> [QUESTIONS TO ANSWER]
1 - In the text on the District marijuana poll, rewrite the portion starting at "The poll was" and ending at "1,621 registered voters.", substituting "automated phone survey" for "automated telephone poll".
2 - According to the text on the District marijuana poll, how many registered voters did Public Policy Polling reach?

> [SOURCE TEXT]
-- Opening Marker --

National and local advocates for marijuana policy reform are using a new poll to kick off a major push for the legalization or decriminalization of cannabis in the District — one that could include the pursuit of a ballot initiative in 2014.
The poll was sponsored by the Marijuana Policy Project, the Drug Policy Alliance and financed by Dr. Bronner’s Magic Soaps, a company that had backed legalization referendums in four states. Public Policy Polling conducted the automated telephone poll on April 10 and 11, reaching 1,621 registered voters.
It showed two-thirds of D.C. registered voters would at least partially support a legalization referendum similar to the ones passed last year in Colorado and Washington state. Three-quarters of poll respondents favored the decriminalization approach adopted by several states and municipalities, which would turn the possession of small amounts of marijuana from a criminal offense to something more akin to a traffic ticket.
A January 2010 Washington Post survey found residents more closely split when asked whether they favored legalizing the possession of marijuana for personal use, with 46 percent in favor to 48 percent opposed. The Post poll, which carried a three-point margin of error, showed white residents were much more likely to favor legalization (60-35) than black residents (37-55).
The new poll, which did not report a margin of error, found a racial disparity, but a less dramatic one. Both white and black residents favored Colorado/Washington-style legalization, though by different degrees — 77-19 for whites, 53-38 for blacks. Same goes for the decriminalization question, which was supported by 85 percent of white residents and 69 percent of black residents.

-- Closing Marker --

> [DATA FOR ANALYSIS]
-- Opening Marker --

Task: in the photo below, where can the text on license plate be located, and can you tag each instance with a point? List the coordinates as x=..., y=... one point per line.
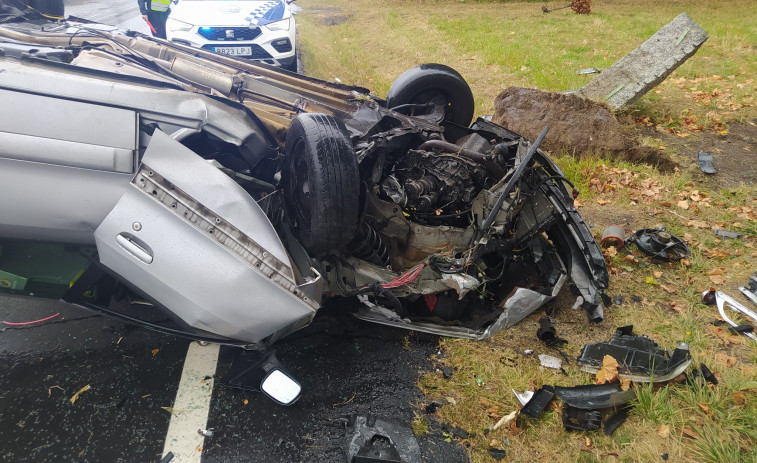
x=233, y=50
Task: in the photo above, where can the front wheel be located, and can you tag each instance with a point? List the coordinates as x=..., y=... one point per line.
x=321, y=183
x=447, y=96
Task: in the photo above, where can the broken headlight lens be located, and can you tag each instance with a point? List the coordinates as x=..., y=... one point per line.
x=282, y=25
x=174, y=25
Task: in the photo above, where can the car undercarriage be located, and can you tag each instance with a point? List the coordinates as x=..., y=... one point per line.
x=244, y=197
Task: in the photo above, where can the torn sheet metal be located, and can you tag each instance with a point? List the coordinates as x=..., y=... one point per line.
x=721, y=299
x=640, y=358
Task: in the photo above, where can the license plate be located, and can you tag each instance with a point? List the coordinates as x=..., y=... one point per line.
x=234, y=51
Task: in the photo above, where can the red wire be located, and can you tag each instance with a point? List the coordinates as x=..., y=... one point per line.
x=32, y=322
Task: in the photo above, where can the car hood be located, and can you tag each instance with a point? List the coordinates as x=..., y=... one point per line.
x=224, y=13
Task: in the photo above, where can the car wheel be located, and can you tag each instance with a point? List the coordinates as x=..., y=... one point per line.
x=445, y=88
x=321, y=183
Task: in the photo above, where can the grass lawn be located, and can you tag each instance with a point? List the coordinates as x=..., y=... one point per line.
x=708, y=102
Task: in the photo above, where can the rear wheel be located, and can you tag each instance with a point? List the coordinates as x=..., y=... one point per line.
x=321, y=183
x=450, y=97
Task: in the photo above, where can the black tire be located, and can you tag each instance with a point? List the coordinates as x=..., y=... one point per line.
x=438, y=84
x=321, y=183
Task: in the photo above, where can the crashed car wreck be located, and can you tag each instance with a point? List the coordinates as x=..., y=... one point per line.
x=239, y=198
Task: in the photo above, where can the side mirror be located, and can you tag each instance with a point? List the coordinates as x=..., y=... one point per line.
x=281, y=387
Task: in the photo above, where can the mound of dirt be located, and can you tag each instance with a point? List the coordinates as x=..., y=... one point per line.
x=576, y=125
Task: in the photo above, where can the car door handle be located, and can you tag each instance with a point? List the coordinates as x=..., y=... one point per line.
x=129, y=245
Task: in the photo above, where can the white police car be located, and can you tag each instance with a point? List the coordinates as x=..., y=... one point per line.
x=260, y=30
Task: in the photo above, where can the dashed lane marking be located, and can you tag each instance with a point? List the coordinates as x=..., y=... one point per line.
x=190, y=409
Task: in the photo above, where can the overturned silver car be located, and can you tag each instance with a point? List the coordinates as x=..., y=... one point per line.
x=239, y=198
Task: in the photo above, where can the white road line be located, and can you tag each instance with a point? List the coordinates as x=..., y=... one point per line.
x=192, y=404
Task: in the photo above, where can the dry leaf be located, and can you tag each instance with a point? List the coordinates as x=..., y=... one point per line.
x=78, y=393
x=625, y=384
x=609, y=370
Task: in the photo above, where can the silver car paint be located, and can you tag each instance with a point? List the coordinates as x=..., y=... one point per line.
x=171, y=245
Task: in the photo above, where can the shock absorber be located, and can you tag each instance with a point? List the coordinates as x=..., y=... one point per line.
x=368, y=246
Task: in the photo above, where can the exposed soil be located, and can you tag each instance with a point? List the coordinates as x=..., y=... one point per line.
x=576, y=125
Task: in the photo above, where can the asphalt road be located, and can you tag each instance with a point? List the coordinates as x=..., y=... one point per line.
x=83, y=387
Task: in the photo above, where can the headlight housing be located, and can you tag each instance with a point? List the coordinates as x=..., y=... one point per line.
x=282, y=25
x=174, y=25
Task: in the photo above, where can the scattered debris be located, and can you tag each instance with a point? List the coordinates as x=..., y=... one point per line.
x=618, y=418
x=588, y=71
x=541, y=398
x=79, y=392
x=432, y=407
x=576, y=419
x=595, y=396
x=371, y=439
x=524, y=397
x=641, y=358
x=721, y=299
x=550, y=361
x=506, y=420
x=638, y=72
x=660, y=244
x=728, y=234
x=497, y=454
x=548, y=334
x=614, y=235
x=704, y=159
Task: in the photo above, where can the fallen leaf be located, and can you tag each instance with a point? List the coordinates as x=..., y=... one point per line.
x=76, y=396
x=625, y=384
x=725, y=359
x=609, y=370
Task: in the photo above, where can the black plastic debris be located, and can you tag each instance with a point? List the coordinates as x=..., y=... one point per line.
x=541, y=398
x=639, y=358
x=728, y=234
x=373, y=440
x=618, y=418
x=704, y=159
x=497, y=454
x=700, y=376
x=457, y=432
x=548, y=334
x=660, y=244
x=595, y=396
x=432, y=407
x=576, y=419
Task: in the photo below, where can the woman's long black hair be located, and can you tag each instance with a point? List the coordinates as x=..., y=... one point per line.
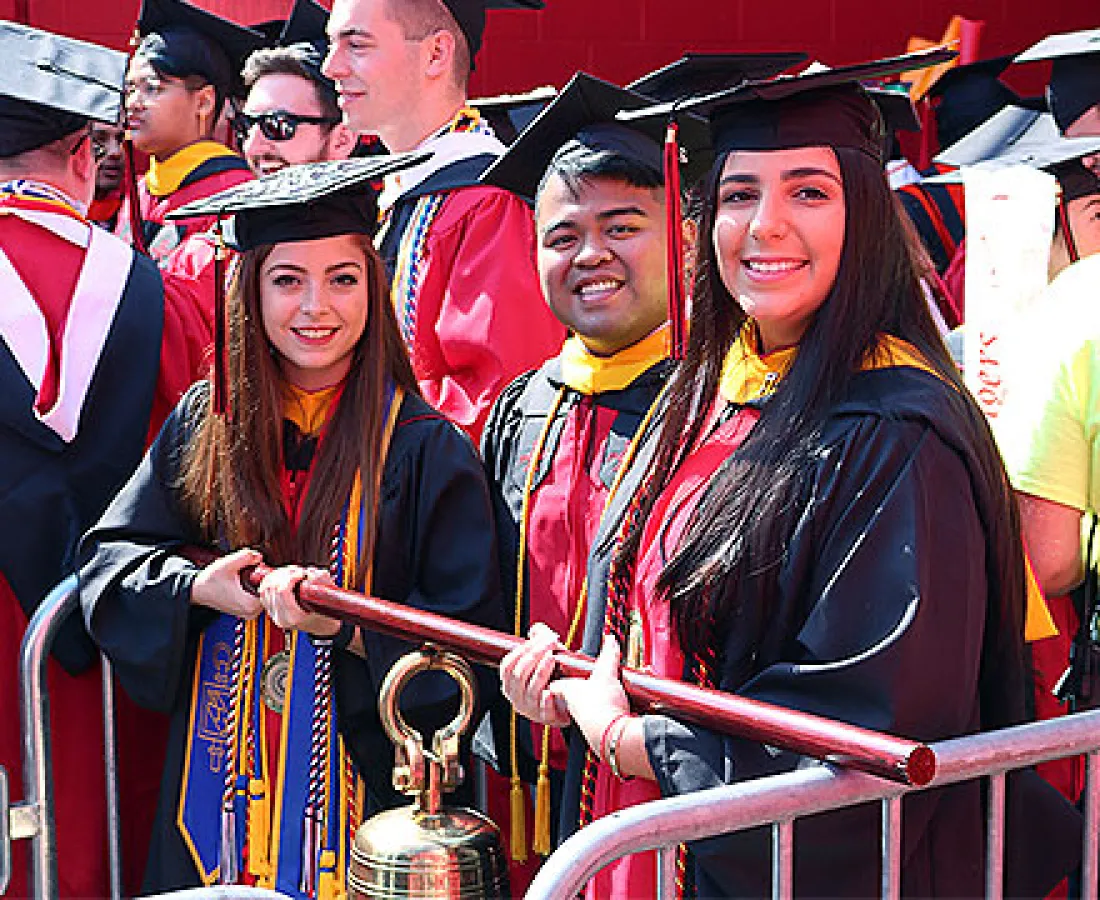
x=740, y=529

-- Closing Marker --

> [RESPONSES]
1 -
The poll was sponsored by the Marijuana Policy Project, the Drug Policy Alliance and financed by Dr. Bronner’s Magic Soaps, a company that had backed legalization referendums in four states. Public Policy Polling conducted the automated phone survey on April 10 and 11, reaching 1,621 registered voters.

2 - 1,621 registered voters.